■ TASK ITEM: Please transcribe the records precisely; pictures stay out of your copy.

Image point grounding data
··········
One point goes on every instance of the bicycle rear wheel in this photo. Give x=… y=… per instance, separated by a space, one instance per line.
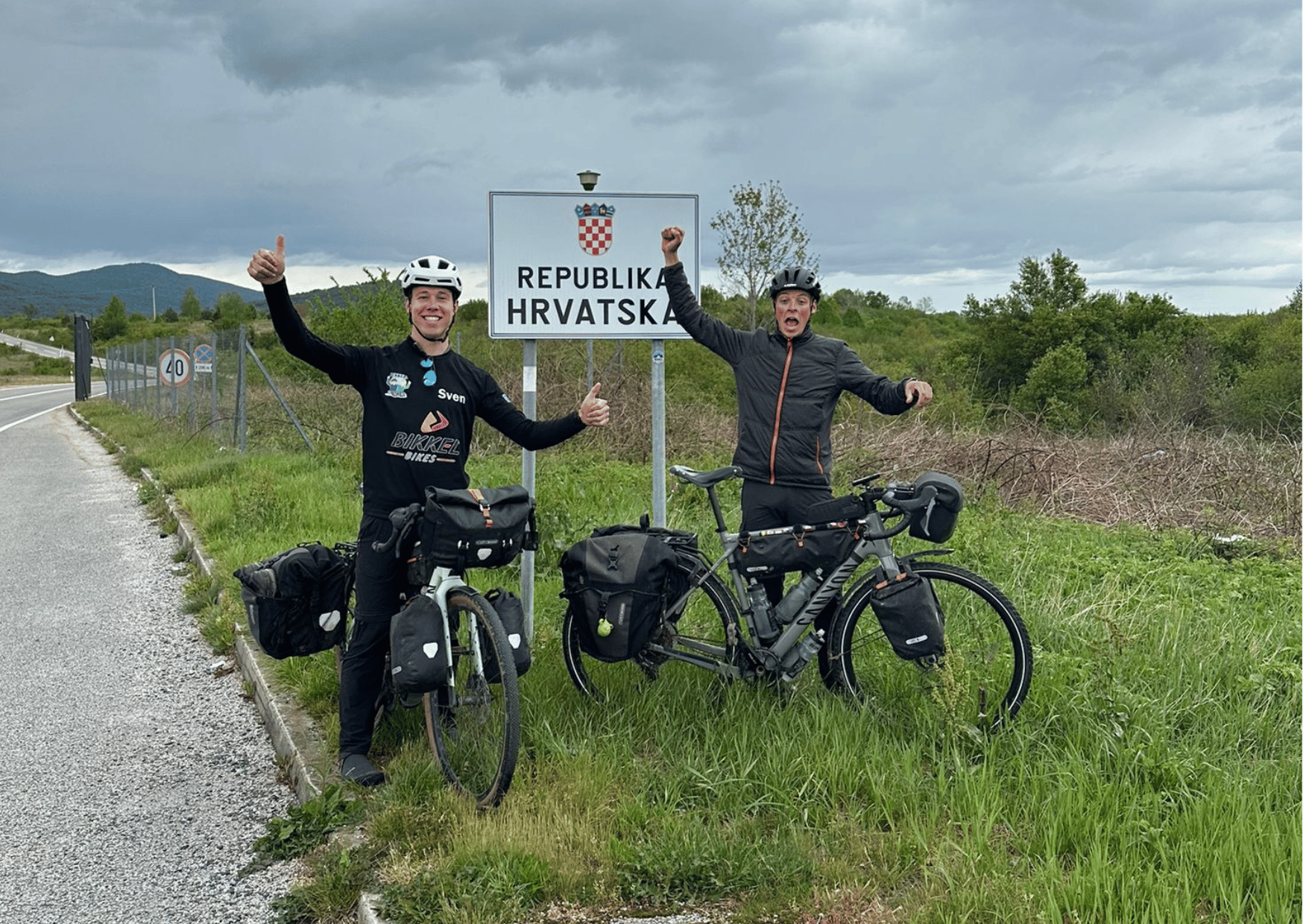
x=703 y=630
x=982 y=680
x=473 y=727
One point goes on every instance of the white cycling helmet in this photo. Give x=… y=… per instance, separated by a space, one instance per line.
x=430 y=271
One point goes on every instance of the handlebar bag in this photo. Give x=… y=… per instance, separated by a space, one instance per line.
x=296 y=600
x=477 y=527
x=936 y=522
x=773 y=551
x=616 y=586
x=909 y=614
x=418 y=659
x=511 y=612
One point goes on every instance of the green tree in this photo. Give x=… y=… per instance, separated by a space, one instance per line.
x=111 y=322
x=192 y=309
x=231 y=311
x=759 y=236
x=370 y=313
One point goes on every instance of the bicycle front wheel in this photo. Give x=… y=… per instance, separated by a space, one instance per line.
x=982 y=680
x=473 y=724
x=701 y=633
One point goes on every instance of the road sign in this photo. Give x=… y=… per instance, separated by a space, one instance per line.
x=584 y=265
x=174 y=367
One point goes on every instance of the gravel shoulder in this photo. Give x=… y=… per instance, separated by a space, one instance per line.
x=139 y=776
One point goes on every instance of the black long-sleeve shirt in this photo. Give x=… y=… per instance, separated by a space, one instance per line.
x=417 y=411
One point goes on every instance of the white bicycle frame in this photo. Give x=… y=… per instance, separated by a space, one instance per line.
x=442 y=583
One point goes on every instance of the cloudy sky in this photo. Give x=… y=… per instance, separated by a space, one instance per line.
x=930 y=145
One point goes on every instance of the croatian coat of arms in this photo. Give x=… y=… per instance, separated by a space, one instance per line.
x=594 y=228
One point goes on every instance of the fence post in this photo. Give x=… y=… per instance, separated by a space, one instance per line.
x=240 y=393
x=189 y=390
x=158 y=381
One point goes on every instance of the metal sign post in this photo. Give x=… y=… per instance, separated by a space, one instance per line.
x=587 y=266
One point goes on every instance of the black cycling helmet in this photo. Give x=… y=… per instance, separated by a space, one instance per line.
x=795 y=278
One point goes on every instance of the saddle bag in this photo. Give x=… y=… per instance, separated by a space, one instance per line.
x=296 y=601
x=909 y=614
x=616 y=586
x=511 y=612
x=418 y=659
x=477 y=527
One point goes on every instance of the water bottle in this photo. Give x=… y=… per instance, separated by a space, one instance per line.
x=801 y=656
x=795 y=600
x=760 y=610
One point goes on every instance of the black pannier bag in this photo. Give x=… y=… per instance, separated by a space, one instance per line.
x=418 y=659
x=297 y=600
x=909 y=614
x=936 y=522
x=618 y=586
x=477 y=527
x=511 y=612
x=772 y=551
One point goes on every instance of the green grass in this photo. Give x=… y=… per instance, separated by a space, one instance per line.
x=1153 y=773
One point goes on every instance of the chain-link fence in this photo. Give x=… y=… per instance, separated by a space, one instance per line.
x=210 y=384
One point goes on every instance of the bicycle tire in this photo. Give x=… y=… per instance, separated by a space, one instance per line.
x=988 y=654
x=472 y=725
x=707 y=624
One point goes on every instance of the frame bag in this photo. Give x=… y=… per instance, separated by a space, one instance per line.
x=773 y=551
x=477 y=527
x=296 y=600
x=909 y=614
x=618 y=586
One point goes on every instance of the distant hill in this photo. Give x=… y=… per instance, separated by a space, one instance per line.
x=139 y=285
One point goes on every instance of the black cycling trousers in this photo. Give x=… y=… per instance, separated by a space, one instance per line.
x=766 y=506
x=378 y=595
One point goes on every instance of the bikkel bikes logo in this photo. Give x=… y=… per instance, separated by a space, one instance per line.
x=594 y=228
x=426 y=446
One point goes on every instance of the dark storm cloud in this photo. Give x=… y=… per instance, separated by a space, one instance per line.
x=916 y=137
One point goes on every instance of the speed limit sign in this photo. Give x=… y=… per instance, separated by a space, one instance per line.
x=174 y=367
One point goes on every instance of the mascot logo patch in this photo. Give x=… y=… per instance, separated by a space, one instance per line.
x=398 y=385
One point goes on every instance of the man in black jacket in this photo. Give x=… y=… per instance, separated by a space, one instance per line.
x=787 y=382
x=420 y=400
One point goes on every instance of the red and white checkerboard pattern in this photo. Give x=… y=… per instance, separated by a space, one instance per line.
··········
■ FINISHED TASK:
One point goes on every instance of the bicycle rear wheel in this photo. Give x=… y=… per instance, separated by a space, one instance per line.
x=703 y=630
x=982 y=680
x=473 y=727
One point goes on every instance of the white cycling helmet in this photo. Give x=… y=… per instance, separated by a space, one instance per line.
x=430 y=271
One point goes on every instance of the handlebar bag in this photo. Give x=… y=… per instance, separated by a space, one instance per line.
x=296 y=600
x=477 y=527
x=936 y=522
x=773 y=551
x=616 y=586
x=909 y=614
x=418 y=659
x=511 y=612
One point goes on every instance of the green tree in this photo. Give x=… y=… per instance, separated by a space, one instance per line.
x=111 y=322
x=192 y=309
x=231 y=311
x=759 y=236
x=370 y=313
One point goes on every instance of the bicycle front wheel in this photo. Give x=… y=… per instance, separated by a space, one instance per line.
x=982 y=680
x=473 y=724
x=701 y=633
One point goes on every instance of the road sign in this photo. Give x=… y=… per instance, separated by a space, one instance per line.
x=584 y=265
x=174 y=367
One point goes on every instance of the gravel shoulder in this photo. Give x=… y=… per instance, separated by a space, one instance per line.
x=139 y=776
One point goes on every instance of the black long-sleeve shirt in this photo. Give x=… y=… per instance, separated by a space, one instance per line.
x=417 y=411
One point goes on every instance of the white bicycle frame in this photo. Give x=… y=… per instance, separated by a space, one instance per line.
x=442 y=583
One point goes on every instance of the cloudy sky in this photo. Give x=… y=… per instance, separated by a space, one instance per line.
x=930 y=145
One point goes on every instance of the croatian coat of arms in this photo. Give x=… y=… per instance, separated by a space, one instance per line.
x=594 y=228
One point goes on every instance of the fence post in this photo. Give x=… y=… per instance, separated by a space, one instance per line.
x=240 y=393
x=189 y=390
x=158 y=381
One point goes on every instance of the metal sign post in this photo. Give x=… y=… per instance, separated by a space, one instance per line.
x=587 y=266
One point goes on every instance of the black cycling helmet in this photo. Give x=… y=… per instance, separated by a space, one instance per line.
x=795 y=278
One point goes on every instance of the saddle bag in this photo. Give x=… y=… per instance, separated by a space, one instance per line.
x=296 y=601
x=909 y=614
x=616 y=586
x=511 y=612
x=418 y=659
x=477 y=527
One point goes on every instance of the water bottle in this photo. Give x=… y=… per instance, separated by a space, one instance per line.
x=801 y=656
x=795 y=600
x=760 y=610
One point goes on every instance of the black pannier bag in this photo. Give x=… y=… per instance, separated by a space, one instance per line.
x=418 y=659
x=297 y=600
x=909 y=614
x=936 y=522
x=618 y=586
x=477 y=527
x=511 y=612
x=772 y=551
One point goes on every instance of the green grass in this photo. Give x=… y=… per instance, separated by a space, one instance per line.
x=1153 y=773
One point goes on every instance of the chain-link fence in this photo. Give x=… y=… per instance, separated by a space, one instance per line.
x=210 y=384
One point goes on every instance of the bicycle tire in this photo. Give x=… y=… per instance, separated by a space, one instance per line.
x=988 y=654
x=472 y=725
x=707 y=624
One point goes on every instance of the frame bag in this photo. Give x=… y=… per instance, separated by a space, one instance per line.
x=773 y=551
x=477 y=527
x=296 y=600
x=909 y=614
x=618 y=586
One point goes on every instance of the distant hill in this photo. Give x=… y=… per instance, separated by a space, one instance per line.
x=139 y=285
One point goes on every instance of the black cycling trousers in this photo. Give x=… y=… per instance, separated by a space, one instance per line.
x=766 y=506
x=378 y=595
One point goes on every instance of the bikkel bikes logo in this photo. Give x=… y=… per instance, separated by a space, one instance per line.
x=594 y=228
x=426 y=446
One point goes on every instance of the dark storm cloud in this photo. Give x=… y=… per instance, separated by a space, one instance per line.
x=916 y=137
One point goes on every instance of the speed limit sign in this photo. Give x=… y=… per instance, separated by a space, one instance per line.
x=174 y=367
One point goes on every instance of the mascot logo patch in this photo. Give x=… y=… per instance, separated by a space, one instance per line.
x=398 y=385
One point goes on every instance of the man in black jacket in this photo. Give x=… y=… per instance, separated by a space, one instance per line.
x=787 y=382
x=420 y=400
One point goes on every instance of the red and white checkerboard pattern in this photo. Give x=… y=… per instance, separated by a space, one instance per line.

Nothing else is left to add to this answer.